→ Record excerpts
——
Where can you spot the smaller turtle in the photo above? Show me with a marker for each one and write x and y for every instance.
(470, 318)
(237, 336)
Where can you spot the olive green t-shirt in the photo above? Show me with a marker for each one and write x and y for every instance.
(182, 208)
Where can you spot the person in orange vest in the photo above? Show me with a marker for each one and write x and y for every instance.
——
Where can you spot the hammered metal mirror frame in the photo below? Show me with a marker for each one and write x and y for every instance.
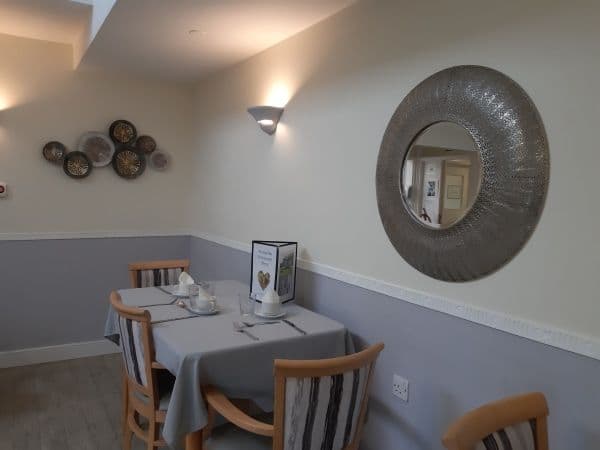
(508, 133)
——
Copy out the part of the material that opens with the line containing "Where can you spot the olive" and closes with the line containing "Where can you spot the person", including both of those lines, reproducing every line unchanged.

Where can you spot the olive green t-shirt in the photo above? Show me with a marker for each one and write x and y for every instance.
(182, 208)
Where can you spot the person in orange vest in the photo above? Show me with a marker for each one and write x and y for every instance.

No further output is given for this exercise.